◆ WHAT TO WORK ON
Echo back every one of the records below word for word, changing nothing.

◆ DATA FOR THE TASK

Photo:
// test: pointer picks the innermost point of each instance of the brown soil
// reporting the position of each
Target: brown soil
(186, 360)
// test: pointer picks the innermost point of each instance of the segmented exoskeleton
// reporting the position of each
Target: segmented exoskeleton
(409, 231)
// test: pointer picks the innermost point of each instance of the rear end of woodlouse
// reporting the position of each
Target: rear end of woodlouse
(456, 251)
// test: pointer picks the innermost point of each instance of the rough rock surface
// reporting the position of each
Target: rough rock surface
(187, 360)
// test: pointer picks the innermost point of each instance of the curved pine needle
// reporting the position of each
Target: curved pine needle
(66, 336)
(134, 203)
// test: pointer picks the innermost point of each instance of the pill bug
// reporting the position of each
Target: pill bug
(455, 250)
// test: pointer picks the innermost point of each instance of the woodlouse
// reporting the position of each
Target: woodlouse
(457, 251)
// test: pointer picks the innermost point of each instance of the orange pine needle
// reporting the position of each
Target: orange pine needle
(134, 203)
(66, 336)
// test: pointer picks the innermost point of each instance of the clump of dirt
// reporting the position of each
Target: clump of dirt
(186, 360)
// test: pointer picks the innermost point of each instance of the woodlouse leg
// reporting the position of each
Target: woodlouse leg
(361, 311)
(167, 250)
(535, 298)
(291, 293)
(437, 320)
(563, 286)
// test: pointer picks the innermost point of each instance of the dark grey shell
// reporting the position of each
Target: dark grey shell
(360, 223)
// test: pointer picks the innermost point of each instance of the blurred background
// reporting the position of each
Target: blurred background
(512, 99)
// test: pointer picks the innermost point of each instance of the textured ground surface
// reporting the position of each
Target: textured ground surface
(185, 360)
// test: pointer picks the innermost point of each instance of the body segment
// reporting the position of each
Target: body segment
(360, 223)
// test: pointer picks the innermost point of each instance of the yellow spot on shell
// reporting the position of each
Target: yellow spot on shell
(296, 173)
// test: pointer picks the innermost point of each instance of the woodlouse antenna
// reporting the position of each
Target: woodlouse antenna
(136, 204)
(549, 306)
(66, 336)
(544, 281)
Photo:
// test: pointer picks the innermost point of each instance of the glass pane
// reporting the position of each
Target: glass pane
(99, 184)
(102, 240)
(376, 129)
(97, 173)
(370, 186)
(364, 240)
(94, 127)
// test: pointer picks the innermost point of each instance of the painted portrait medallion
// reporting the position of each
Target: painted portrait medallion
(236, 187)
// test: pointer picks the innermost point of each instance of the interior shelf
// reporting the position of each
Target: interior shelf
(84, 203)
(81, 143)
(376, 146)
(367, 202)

◆ SOLUTION FOR THIS PROBLEM
Photo:
// test: pointer picks the innermost point of each instance of the brown soil
// reporting the position of each
Target: brown soil
(186, 360)
// test: pointer picks the innermost point of each instance of the segmented exoskeleton
// reporting the position of each
Target: segmented exoskeleton
(409, 231)
// test: pointer picks the innermost point of each instance of the rear end of woodlouse
// reporting the position of each
Target: rear end of woodlouse
(456, 251)
// test: pointer picks the innermost point of each instance of the rough rock surface
// reporting the position of each
Target: rough rock surface
(187, 360)
// test: pointer picks the innermost point of each instance of the curved pine needle
// reporting the position of each
Target: curved pine needle
(66, 336)
(134, 203)
// test: pointer picks the innermost point of each instance of the pill bug
// reporting the position of each
Target: pill bug
(455, 250)
// test: pointer picks the innermost point of each instance of the woodlouse
// reporting the position of each
Target: woodlouse
(457, 251)
// test: pointer picks the innermost point of each instance of the orange pine needle
// reporting the position of each
Target: orange pine needle
(134, 203)
(66, 336)
// test: pointer picks the innermost point of each instance of the clump of dirt
// reporting the position of each
Target: clump of dirt
(186, 360)
// test: pointer picks the innermost point of each instance of the woodlouse leg
// reporting the position of each
Target: woodlouse leg
(361, 311)
(167, 250)
(535, 298)
(291, 293)
(437, 320)
(563, 286)
// test: pointer picks the innermost point of each instance of the dark grey shell
// reporting the position of each
Target: dark grey shell
(360, 223)
// test: pointer picks the innermost point of each instance of the blurred background
// reporting the position of each
Target: blurred background
(512, 99)
// test: pointer picks the innermost point of each instance of the textured ground surface
// reporting the position of each
Target: textured ground surface
(185, 360)
// test: pointer picks the innermost point of each instance of the body segment
// reporting the position of each
Target: body segment
(360, 223)
// test: pointer picks the innermost point of each instance of the yellow spot on shell
// reporting the position of each
Target: yellow spot on shell
(296, 173)
// test: pointer picks the innermost point of each instance of the woodlouse antenna
// reporting the position of each
Target: woodlouse antenna
(136, 204)
(549, 306)
(66, 336)
(544, 281)
Photo:
// test: pointer picks the innermost point of each instance of the glass pane
// reporting the position of each
Target: glass pane
(99, 184)
(102, 240)
(376, 129)
(97, 173)
(370, 186)
(364, 240)
(94, 127)
// test: pointer picks the innermost point of each instance of the painted portrait medallion
// reporting the position of each
Target: painted portrait medallion
(236, 187)
// test: pointer picks the innermost point of each instance of the interior shelf
// reporting the position of each
Target: interior shelf
(84, 203)
(81, 143)
(376, 146)
(367, 202)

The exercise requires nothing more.